- Stated goal
Can you revise all of the items below so that every "Here is your assignment" becomes "Your task is as follows", with nothing else changed?
--- start ---
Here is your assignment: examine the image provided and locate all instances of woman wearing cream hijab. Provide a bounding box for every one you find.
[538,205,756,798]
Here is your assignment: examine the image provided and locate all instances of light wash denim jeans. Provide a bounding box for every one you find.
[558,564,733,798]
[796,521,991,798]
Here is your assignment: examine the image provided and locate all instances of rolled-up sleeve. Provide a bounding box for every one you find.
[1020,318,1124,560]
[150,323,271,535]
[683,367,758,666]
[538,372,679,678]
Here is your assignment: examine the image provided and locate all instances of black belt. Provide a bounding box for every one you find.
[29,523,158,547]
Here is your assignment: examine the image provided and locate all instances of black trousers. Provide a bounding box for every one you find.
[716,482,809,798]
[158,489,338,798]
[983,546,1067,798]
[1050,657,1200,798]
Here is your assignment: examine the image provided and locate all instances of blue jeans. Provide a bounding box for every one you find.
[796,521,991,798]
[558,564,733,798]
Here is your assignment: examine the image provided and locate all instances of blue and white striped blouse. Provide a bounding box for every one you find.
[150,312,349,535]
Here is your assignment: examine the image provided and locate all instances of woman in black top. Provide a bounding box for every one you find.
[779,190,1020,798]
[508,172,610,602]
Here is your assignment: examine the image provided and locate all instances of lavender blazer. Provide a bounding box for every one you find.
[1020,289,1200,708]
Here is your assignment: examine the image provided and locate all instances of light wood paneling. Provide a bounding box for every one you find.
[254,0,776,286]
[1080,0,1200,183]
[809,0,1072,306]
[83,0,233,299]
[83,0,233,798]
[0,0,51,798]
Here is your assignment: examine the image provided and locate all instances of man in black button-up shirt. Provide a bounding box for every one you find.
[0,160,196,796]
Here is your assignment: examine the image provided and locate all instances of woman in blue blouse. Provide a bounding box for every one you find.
--- end ---
- Final result
Your task is as follows: examine the image provided and locate all instances of woman wearing cream hijab. Provide a bounding box for every one you find.
[538,205,756,798]
Your task is as follows: examine the image provided and locate all instances of light wash denim jeans. Provide a bounding box for every one you find.
[558,564,733,798]
[796,521,991,798]
Your task is as follows: examine the image provided and locate all instances of rolled-up sleeve. Provide a bounding box for every one you find.
[1020,318,1124,560]
[150,323,271,535]
[683,367,758,666]
[538,372,679,678]
Your task is as follows: examine the image provided and locate all instances of black belt. Provide a bounding box for every one you find.
[29,523,158,547]
Your task is as follows: examine the image provided and locate all instances of black trousers. Provide a bounding box for every one you find.
[716,482,809,798]
[158,489,338,798]
[983,546,1067,798]
[1050,657,1200,798]
Your task is as follows: examine the image provided and locate all instances of blue jeans. Provide a bounding box for every one you find.
[796,521,991,798]
[558,564,733,798]
Your task is as follows: examine the image provided and locate all instances of blue and white striped blouse. Provide a bounding box for every one you find.
[150,312,349,535]
Your task is as follows: examine the image provided and locate all instances of woman in black top. Provide a bounding box for every one you find.
[779,190,1020,798]
[508,172,610,602]
Your task is as follows: examine the image provided and locate all instances of lavender blazer. Provide a bounding box for every one you find.
[1020,289,1200,708]
Your task is as follows: examine the image provided and locate all instances of light wood paneling. Provide a bounding box for every one you find.
[254,0,776,286]
[1080,0,1200,183]
[809,0,1072,306]
[83,0,233,299]
[83,0,233,798]
[0,0,51,798]
Your task is as follows: examine the image provided and locate all instances of man in black button-up shirt. Provide a bounding box for every one you find.
[0,160,196,796]
Your task is as follows: examine the image provided and locate all instances of woman in blue blouse. Provide a bounding box for every one you find.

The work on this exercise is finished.